• **Task list**:
1 > Could you retype the Flight Club letter from "Today I celebrated" up to and including "is for you."?
2 > According to the Flight Club letter, what did the stairs help the writer through during chemo?

[Opening Document segment section]

Flight Club and More February 25, 2013

Friends and Family,

A couple of years ago my office moved from the first floor to the sixth floor. Duncan, one of the guys in the office, decided that this was an excellent opportunity to get a group of people to exercise. He started the “Flight Club”.

It was a pretty clever idea. He set up an Excel spreadsheet with everyone’s name along the top line, and listed every day of the year along the side. Each day, you count how many stairs you climb and plug the number into the spreadsheet. It automatically calculates how many total steps you have climbed since Flight Club began. He had it set up so that it would also calculate how many times each person climbed the equivalent of the Empire State Building, for a little extra inspiration. To make it easier to count, he had a cheat sheet that told you how many steps you climbed, depending on which flight of stairs you started on. That’s where the “flight” part comes in.

Today I celebrated a milestone. Since I began the Flight Club just under two years ago, I have climbed 100,000 steps. That’s more than 53 times up the Empire State Building. I tell you this not to brag, although I’m quite proud of this. I’m telling you this in the hope that it will offer motivation.

Those stairs have helped me through the nausea, the low energy, and the low mood points that came with chemo. The catch is this: If I hadn’t started five months before I was diagnosed with cancer, I never would have started. It’s just too overwhelming dealing with a new diagnosis and feeling sick to say, “I think I’ll start an exercise program now.” It doesn’t matter how good it is for you.

[Closing Document segment section]
[Opening Excerpted records section]

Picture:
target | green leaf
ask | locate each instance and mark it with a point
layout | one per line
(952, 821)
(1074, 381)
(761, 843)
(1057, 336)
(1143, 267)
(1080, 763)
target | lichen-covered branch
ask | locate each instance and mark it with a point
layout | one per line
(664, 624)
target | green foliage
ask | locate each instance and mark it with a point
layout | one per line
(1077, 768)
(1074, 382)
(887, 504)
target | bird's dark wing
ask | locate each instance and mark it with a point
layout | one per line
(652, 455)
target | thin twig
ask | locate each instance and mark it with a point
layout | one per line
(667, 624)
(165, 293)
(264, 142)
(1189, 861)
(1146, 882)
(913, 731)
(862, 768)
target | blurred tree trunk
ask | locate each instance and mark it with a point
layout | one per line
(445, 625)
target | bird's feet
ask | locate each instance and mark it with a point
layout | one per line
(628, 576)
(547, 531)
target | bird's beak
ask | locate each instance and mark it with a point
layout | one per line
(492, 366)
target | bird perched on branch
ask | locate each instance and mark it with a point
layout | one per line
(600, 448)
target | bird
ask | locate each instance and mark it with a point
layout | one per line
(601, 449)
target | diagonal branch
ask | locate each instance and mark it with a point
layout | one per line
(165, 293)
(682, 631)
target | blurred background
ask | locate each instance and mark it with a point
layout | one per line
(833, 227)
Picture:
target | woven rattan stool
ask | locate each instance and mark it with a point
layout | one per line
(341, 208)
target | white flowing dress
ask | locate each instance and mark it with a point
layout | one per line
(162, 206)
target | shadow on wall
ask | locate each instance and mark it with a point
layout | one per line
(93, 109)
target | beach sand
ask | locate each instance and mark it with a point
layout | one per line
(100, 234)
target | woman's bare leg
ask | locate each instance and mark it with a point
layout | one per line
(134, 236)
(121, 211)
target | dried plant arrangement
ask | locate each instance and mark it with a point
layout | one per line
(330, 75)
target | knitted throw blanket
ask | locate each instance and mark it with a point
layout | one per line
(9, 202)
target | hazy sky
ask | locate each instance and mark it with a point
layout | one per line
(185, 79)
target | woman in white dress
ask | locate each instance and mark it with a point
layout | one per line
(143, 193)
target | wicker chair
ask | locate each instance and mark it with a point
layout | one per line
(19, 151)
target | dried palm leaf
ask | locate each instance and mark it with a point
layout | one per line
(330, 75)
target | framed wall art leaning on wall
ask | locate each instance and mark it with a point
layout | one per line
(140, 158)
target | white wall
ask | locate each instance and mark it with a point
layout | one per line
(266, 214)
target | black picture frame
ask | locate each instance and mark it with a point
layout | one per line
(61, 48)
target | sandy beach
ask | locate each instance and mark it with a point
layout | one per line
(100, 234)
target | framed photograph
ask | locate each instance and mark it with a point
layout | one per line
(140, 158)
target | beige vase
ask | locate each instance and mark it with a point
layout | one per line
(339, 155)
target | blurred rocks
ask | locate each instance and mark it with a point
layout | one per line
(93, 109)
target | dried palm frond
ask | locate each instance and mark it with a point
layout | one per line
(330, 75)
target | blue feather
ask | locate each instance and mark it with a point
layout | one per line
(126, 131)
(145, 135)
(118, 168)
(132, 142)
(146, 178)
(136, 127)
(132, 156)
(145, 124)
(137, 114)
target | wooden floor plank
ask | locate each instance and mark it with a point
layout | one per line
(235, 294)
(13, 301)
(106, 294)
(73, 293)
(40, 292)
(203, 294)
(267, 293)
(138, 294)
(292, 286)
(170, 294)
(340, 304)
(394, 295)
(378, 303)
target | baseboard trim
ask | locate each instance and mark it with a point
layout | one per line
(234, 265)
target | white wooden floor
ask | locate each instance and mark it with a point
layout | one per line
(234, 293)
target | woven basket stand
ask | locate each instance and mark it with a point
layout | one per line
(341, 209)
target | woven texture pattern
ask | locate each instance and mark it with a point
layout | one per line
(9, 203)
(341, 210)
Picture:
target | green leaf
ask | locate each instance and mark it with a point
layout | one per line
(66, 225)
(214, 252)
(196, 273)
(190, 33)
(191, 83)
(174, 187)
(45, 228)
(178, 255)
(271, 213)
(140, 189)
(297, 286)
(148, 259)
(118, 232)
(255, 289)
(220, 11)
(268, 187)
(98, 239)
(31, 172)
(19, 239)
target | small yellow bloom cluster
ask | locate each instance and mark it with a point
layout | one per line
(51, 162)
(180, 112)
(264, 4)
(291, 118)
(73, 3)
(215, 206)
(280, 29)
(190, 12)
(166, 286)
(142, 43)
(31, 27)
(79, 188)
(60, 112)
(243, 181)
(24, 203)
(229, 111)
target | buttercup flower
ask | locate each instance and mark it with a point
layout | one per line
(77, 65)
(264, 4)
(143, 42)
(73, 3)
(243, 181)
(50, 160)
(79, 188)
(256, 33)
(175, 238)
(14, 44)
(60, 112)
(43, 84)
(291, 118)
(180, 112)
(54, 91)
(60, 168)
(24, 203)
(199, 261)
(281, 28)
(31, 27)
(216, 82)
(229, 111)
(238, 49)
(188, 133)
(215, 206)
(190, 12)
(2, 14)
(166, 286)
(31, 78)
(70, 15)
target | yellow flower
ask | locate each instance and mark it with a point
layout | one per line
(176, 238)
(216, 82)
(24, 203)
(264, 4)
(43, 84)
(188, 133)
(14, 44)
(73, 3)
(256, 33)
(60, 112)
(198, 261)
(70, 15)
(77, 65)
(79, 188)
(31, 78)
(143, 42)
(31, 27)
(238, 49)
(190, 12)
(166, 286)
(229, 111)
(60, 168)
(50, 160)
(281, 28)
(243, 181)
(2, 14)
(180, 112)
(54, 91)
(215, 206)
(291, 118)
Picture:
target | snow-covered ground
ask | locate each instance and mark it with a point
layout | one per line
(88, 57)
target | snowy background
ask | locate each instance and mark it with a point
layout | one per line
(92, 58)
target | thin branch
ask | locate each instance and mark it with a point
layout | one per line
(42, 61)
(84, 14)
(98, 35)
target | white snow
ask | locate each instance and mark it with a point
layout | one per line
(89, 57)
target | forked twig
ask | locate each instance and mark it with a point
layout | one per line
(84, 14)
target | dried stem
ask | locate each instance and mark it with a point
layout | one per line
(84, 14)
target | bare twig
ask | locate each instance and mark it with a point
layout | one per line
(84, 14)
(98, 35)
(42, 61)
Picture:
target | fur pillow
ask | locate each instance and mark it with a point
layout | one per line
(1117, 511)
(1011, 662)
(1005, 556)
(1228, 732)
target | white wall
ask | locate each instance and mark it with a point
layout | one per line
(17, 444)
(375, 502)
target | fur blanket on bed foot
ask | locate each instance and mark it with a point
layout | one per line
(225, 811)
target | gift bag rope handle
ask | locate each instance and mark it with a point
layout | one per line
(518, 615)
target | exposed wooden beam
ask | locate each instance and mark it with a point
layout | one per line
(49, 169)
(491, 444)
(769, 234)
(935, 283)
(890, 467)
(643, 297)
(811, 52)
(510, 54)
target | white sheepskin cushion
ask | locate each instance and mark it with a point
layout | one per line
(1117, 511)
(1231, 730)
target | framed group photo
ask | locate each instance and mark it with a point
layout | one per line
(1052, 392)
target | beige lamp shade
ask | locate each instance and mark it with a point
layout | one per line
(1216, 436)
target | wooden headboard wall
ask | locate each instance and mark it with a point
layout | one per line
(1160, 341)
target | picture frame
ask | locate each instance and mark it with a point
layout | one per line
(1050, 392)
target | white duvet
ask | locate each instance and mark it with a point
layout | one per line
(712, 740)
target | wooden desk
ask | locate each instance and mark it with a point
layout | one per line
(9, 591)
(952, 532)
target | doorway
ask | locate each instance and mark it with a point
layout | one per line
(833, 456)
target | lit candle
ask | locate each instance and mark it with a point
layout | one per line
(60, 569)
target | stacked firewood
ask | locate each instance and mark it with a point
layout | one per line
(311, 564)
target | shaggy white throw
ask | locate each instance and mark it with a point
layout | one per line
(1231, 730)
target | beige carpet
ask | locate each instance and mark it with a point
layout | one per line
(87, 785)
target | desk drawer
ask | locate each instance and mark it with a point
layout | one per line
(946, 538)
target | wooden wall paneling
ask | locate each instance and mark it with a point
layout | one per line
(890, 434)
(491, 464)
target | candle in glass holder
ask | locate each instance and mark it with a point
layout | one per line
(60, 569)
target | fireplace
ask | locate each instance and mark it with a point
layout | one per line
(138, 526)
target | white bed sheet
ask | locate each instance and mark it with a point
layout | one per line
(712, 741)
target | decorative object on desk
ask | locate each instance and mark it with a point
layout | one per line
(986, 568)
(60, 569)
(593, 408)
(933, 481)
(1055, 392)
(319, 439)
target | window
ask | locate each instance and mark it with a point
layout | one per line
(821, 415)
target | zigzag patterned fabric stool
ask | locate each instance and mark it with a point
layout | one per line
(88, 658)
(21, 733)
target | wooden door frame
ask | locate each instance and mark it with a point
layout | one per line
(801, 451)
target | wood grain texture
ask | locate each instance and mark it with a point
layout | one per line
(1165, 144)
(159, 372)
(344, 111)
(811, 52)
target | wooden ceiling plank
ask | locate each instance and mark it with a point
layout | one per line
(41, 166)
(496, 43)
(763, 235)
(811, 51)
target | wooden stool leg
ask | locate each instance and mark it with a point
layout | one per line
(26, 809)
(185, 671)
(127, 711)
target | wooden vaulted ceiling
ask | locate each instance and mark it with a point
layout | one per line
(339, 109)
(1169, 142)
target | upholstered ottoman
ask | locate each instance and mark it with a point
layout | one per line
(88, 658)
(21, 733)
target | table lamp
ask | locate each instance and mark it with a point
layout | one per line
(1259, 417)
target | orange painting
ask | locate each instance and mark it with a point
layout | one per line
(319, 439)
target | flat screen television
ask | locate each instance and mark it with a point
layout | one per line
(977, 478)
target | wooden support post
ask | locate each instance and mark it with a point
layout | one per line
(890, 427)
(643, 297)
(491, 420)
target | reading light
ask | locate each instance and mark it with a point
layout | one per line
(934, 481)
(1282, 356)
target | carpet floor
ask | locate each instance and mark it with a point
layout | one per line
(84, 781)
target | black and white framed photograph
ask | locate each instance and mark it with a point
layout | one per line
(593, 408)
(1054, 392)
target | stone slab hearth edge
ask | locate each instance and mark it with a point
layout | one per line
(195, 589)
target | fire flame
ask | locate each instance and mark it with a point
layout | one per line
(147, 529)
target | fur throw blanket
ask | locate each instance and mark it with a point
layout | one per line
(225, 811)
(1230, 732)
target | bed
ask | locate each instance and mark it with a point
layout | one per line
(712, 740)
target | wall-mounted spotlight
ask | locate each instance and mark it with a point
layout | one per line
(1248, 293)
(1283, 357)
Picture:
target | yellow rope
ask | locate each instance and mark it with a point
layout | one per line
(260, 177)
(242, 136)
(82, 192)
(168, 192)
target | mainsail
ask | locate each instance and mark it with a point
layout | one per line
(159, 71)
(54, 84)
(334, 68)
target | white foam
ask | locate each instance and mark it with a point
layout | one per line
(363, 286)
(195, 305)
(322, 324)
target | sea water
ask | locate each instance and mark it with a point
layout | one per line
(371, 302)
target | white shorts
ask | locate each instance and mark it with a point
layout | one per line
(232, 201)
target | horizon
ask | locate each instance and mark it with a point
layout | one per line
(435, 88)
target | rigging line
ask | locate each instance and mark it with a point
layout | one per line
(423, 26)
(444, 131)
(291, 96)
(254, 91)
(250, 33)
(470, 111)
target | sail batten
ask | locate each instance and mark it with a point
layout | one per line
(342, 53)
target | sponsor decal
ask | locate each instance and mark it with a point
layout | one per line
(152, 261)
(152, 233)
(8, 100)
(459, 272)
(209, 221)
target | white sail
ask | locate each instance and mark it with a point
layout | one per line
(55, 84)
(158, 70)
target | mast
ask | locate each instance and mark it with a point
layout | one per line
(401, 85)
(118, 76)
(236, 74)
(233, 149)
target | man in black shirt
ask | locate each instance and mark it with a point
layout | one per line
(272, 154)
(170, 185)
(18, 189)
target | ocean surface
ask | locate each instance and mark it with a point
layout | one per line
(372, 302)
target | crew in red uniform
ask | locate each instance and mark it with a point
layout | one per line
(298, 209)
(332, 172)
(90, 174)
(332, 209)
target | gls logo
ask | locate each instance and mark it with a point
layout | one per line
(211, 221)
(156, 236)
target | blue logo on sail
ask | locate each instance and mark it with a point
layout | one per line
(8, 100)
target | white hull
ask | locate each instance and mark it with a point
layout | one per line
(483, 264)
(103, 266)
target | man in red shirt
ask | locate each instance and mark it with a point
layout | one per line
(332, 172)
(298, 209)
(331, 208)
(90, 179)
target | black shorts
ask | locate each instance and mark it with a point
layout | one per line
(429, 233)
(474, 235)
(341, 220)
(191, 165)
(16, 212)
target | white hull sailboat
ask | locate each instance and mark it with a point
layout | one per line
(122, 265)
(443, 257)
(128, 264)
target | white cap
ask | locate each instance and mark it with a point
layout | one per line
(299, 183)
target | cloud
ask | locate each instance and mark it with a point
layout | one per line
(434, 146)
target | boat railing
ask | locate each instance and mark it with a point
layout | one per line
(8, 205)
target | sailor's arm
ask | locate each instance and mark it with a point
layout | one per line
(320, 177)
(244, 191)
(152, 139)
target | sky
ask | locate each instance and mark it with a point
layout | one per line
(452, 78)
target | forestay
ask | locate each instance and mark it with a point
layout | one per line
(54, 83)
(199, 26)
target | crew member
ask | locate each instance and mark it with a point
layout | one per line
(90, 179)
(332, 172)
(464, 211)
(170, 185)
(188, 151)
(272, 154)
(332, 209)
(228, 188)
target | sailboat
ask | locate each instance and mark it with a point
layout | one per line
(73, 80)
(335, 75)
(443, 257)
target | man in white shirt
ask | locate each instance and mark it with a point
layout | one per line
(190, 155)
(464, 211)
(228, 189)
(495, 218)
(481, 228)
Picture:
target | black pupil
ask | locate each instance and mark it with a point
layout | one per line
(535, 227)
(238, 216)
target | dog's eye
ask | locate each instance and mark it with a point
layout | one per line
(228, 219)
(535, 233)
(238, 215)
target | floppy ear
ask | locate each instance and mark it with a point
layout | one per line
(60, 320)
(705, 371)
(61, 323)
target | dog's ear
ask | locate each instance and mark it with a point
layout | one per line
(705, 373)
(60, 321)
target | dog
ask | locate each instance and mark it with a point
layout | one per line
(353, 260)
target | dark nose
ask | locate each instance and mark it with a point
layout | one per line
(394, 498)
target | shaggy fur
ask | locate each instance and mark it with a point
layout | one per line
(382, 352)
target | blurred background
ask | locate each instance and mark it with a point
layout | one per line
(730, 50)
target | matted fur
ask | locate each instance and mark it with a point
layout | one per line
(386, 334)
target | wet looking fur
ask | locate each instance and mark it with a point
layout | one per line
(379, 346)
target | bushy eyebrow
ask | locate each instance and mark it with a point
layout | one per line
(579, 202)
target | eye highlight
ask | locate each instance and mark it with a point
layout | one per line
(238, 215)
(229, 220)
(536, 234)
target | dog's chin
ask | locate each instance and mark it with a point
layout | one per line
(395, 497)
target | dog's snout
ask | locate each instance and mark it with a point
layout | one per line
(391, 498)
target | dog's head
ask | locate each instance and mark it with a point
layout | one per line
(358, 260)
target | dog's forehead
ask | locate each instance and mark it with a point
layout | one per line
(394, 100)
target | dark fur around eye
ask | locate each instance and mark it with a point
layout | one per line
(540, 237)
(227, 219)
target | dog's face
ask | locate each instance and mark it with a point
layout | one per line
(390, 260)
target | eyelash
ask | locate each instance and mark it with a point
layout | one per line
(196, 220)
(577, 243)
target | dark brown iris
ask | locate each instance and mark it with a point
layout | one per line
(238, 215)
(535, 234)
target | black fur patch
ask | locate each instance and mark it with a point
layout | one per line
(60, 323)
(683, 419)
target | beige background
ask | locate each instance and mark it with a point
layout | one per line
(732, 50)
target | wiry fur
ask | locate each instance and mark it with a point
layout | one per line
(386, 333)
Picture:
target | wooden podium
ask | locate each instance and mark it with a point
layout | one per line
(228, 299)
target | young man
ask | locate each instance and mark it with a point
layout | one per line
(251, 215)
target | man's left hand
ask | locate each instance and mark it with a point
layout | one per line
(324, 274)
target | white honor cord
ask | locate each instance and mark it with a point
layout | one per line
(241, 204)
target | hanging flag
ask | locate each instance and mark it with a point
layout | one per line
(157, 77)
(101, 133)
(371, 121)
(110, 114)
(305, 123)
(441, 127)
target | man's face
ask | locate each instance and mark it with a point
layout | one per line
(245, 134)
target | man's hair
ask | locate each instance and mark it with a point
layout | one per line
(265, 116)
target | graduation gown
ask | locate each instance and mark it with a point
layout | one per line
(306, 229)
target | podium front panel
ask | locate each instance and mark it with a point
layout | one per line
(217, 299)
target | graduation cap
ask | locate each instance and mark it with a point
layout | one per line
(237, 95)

[Closing Excerpted records section]

• **Answers for this exercise**:
1 >
Today I celebrated a milestone. Since I began the Flight Club just under two years ago, I have climbed 100,000 steps. That’s more than 53 times up the Empire State Building. I tell you this not to brag, although I’m quite proud of this. I’m telling you this in the hope that it will offer motivation.

Those stairs have helped me through the nausea, the low energy, and the low mood points that came with chemo. The catch is this: If I hadn’t started five months before I was diagnosed with cancer, I never would have started. It’s just too overwhelming dealing with a new diagnosis and feeling sick to say, “I think I’ll start an exercise program now.” It doesn’t matter how good it is for you.

2 >
- The nausea
- The low energy
- The low mood points